◆ **SUPPLIED PASSAGE**
Appeals from orders of Court of Common Pleas, Trial Division, of Philadelphia, Oct. T., 1968, No. 668, in case of Commonwealth of Pennsylvania v. Joseph Francis Wrona.
Joseph Michael Smith, with him F. Emmett Fitzpatrick, Jr., James J. Wilson, and Fitzpatrick and Smith, for defendant.
Arlen Specter, District Attorney, with him Martin H. Belsky and Milton M. Stein, Assistant District Attorneys, James D. Crawford, Deputy District Attorney, and Richard A. Sprague, First Assistant District Attorney, for Commonwealth.
Bell, C. J., Jones, Eagen, O'Brien, Roberts, Pomeroy and Barbieri, JJ. Opinion by Mr. Justice Eagen. Concurring Opinion by Mr. Chief Justice Bell.
On April 23, 1969, Joseph F. Wrona, Jr., was convicted in Philadelphia of voluntary manslaughter after a trial before the Honorable Edward J. Bradley, sitting without a jury.
Wrona's motion for arrest of judgment or, in the alternative, a new trial was subsequently denied, and at the time fixed for sentencing the trial judge directed that Wrona serve eight year's probation under the supervision of the State Parole Board.

◆ **SUPPLIED ENTRIES**
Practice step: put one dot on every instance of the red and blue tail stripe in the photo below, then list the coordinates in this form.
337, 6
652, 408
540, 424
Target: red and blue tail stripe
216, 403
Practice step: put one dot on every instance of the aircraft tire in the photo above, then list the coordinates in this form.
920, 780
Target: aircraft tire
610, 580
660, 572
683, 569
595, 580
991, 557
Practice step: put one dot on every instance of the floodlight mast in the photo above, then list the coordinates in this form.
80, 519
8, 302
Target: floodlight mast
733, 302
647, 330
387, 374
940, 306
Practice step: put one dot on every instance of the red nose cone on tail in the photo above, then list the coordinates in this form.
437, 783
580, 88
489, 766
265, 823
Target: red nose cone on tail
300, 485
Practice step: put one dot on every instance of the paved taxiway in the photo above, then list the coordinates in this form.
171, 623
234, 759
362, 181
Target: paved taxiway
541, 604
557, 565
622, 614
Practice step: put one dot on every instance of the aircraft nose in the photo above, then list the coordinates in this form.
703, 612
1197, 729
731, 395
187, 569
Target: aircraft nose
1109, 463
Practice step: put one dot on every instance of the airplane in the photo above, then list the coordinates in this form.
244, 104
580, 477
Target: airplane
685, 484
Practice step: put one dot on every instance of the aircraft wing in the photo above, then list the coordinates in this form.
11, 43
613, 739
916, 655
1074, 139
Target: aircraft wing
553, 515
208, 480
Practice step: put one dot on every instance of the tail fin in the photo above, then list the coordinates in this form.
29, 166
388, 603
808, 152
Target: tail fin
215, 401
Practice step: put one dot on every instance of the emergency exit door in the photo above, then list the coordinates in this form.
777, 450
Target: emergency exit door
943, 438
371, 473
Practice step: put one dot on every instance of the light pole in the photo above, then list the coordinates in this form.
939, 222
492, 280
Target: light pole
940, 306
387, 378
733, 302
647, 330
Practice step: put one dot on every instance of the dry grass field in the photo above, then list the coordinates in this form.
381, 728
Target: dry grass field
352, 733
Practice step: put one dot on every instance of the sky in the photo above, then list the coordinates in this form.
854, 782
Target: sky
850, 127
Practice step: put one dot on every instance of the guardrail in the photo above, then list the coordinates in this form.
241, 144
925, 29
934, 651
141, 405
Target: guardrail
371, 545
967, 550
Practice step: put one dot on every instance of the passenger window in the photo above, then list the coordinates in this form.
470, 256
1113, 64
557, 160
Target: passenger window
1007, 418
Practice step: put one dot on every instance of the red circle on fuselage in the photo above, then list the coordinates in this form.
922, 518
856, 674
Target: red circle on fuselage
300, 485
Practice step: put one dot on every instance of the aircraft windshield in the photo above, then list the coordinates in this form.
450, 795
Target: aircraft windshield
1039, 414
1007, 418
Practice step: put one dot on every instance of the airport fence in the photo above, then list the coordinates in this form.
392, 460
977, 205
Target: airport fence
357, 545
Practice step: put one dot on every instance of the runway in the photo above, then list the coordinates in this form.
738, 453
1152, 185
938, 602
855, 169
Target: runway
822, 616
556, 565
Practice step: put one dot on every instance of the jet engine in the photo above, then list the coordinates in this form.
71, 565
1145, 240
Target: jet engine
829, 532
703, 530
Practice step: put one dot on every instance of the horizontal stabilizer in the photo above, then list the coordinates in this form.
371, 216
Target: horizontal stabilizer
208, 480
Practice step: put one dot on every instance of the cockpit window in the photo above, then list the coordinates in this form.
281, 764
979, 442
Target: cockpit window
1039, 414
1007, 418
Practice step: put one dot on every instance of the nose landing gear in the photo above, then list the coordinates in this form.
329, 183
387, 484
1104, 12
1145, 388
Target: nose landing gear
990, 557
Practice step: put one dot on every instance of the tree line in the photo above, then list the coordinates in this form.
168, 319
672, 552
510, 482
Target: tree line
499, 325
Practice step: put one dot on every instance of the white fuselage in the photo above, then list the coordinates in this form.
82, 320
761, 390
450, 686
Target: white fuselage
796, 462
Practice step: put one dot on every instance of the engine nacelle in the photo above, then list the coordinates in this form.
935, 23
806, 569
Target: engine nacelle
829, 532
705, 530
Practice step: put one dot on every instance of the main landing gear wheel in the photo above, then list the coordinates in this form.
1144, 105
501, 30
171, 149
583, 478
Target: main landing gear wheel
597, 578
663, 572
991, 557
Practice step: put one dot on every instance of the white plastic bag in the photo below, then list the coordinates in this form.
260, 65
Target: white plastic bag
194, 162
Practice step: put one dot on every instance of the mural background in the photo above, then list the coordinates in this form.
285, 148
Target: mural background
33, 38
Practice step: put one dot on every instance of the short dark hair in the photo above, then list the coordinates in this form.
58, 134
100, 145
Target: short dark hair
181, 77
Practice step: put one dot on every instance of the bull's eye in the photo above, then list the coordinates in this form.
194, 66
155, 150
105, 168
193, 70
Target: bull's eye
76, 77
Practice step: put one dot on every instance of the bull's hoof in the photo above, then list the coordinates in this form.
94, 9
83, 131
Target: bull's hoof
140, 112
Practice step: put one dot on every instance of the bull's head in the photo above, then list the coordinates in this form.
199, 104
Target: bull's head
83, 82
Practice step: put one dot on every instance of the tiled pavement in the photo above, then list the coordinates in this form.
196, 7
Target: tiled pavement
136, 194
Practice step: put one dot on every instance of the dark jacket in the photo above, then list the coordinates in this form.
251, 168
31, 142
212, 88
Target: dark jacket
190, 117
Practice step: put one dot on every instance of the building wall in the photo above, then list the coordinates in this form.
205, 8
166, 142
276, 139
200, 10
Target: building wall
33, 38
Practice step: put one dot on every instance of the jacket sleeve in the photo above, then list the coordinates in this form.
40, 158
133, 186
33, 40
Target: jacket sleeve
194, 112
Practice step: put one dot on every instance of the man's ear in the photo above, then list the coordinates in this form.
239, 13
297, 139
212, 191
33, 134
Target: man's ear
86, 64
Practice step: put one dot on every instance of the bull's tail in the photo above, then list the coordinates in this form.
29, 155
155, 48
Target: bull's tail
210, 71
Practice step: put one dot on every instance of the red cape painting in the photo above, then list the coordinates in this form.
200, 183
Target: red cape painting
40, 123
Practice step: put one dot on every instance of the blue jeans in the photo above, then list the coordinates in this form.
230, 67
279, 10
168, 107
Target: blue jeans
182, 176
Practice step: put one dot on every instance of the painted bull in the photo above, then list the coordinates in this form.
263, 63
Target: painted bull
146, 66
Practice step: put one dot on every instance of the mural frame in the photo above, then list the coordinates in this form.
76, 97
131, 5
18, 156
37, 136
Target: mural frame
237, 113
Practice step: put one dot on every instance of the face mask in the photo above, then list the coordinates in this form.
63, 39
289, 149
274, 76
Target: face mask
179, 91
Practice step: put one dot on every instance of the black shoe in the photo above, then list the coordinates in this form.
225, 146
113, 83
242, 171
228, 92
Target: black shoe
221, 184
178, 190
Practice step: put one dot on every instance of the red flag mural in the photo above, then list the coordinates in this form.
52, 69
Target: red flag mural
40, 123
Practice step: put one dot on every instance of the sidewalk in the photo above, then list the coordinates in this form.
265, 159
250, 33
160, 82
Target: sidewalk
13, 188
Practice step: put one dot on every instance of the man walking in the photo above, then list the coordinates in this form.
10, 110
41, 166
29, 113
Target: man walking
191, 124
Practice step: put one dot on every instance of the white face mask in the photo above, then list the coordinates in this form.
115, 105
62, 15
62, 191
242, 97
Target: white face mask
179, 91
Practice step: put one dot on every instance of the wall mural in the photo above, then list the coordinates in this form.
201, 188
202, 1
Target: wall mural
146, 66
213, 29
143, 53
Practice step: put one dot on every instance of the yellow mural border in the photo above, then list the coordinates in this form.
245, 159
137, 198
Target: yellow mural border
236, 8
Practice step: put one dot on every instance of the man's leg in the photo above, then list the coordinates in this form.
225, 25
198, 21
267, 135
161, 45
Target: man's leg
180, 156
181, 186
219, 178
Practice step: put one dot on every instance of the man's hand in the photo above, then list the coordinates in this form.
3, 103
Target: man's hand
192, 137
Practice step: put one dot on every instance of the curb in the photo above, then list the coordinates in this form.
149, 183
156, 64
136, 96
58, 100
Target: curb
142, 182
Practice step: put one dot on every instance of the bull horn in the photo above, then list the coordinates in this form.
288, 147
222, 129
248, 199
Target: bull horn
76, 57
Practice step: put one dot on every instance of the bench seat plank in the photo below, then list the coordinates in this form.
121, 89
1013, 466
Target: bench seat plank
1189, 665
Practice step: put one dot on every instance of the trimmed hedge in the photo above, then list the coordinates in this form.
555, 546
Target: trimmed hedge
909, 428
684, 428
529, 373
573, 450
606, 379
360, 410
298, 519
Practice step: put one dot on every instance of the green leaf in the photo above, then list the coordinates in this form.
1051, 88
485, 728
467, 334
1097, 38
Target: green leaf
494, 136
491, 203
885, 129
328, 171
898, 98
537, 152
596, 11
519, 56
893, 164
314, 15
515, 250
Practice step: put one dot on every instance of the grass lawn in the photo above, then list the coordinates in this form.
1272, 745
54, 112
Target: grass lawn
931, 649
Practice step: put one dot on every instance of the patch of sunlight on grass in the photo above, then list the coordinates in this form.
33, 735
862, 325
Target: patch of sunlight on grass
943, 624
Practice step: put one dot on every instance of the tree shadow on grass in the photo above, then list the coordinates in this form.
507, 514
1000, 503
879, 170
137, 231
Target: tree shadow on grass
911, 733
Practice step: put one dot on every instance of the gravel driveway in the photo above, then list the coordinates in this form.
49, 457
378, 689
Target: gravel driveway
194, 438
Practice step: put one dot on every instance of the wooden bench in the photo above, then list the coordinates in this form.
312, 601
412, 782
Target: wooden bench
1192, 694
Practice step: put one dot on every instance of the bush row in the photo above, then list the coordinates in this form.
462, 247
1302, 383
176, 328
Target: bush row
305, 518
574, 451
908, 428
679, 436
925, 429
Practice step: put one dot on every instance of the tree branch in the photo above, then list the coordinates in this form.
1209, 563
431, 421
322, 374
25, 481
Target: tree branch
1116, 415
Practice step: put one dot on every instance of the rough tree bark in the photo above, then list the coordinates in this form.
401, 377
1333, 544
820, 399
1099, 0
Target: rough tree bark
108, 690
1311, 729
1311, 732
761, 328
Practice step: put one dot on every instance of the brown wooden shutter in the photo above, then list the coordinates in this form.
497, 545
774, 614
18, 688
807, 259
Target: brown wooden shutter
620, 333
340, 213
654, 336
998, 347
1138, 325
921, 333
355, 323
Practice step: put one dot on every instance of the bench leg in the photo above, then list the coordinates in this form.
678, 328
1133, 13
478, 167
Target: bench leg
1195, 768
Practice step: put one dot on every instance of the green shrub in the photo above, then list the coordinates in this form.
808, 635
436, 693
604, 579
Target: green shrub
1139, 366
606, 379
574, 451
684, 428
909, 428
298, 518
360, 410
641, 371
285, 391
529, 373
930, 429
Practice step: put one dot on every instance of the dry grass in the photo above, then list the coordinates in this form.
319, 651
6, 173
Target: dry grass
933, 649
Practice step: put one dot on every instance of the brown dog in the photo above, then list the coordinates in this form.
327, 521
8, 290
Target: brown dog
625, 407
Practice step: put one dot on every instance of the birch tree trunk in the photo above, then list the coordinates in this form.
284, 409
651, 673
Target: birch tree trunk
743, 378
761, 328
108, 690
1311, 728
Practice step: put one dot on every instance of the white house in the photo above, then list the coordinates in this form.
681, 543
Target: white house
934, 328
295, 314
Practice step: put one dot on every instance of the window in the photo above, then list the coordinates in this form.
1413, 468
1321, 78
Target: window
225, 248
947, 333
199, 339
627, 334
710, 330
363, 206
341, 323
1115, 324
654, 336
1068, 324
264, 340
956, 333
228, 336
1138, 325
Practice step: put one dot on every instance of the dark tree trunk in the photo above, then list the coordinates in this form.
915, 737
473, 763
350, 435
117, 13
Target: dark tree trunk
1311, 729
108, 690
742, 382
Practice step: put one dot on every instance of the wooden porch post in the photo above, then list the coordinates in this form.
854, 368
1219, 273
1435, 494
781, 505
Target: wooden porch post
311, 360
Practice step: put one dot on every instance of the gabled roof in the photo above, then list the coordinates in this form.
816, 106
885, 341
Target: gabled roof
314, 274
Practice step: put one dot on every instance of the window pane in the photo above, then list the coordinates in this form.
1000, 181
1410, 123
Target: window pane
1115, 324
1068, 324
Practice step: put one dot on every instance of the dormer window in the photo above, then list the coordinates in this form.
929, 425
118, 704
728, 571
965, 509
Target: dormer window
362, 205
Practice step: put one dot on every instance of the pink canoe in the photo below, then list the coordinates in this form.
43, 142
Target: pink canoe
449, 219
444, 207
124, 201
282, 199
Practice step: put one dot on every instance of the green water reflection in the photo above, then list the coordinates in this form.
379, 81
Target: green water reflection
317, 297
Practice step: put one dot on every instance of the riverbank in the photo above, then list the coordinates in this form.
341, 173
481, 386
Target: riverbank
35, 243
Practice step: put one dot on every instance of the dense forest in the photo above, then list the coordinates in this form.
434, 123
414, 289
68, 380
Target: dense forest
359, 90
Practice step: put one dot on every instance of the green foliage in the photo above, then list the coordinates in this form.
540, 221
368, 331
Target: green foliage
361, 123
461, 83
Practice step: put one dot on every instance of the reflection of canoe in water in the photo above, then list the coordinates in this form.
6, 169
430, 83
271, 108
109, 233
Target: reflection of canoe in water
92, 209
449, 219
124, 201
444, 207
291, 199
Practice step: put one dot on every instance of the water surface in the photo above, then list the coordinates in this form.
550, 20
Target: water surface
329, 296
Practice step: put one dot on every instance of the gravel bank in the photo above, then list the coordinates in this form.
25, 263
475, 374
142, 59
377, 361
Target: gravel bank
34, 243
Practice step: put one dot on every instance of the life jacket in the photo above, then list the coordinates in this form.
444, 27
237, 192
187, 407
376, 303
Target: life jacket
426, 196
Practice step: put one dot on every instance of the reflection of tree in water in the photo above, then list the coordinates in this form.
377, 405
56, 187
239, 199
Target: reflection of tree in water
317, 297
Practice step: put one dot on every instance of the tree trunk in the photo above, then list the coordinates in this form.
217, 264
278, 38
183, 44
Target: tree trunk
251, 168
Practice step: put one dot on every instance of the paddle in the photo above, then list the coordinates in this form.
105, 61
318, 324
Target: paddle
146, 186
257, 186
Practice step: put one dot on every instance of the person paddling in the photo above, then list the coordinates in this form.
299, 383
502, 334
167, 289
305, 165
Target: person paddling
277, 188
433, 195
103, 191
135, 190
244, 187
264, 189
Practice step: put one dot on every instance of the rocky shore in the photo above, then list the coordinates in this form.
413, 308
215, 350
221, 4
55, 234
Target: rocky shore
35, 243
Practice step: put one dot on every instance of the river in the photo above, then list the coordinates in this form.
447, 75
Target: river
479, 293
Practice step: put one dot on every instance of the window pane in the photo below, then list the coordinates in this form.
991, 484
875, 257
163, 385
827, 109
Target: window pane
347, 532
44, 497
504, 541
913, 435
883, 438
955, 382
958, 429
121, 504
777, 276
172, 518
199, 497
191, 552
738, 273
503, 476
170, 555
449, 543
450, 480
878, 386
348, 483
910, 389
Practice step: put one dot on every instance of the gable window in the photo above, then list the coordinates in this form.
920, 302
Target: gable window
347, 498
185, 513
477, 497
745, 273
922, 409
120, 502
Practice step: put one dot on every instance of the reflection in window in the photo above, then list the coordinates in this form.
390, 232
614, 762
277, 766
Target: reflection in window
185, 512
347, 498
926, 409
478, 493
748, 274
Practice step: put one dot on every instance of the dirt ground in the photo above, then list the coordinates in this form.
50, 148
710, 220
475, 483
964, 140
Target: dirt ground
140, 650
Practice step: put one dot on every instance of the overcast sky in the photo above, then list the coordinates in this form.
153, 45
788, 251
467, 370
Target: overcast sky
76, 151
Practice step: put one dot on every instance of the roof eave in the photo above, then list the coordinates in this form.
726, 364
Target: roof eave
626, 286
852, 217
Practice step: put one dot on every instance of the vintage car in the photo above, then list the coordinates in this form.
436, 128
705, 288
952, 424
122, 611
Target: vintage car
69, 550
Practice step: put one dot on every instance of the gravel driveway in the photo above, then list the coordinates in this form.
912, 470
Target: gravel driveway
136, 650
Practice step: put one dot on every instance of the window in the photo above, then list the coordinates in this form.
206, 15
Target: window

◆ **TASK BRIEF**
In the court opinion, what crime was Wrona convicted of on April 23, 1969?

◆ **EXERCISE ANSWER**
Voluntary manslaughter.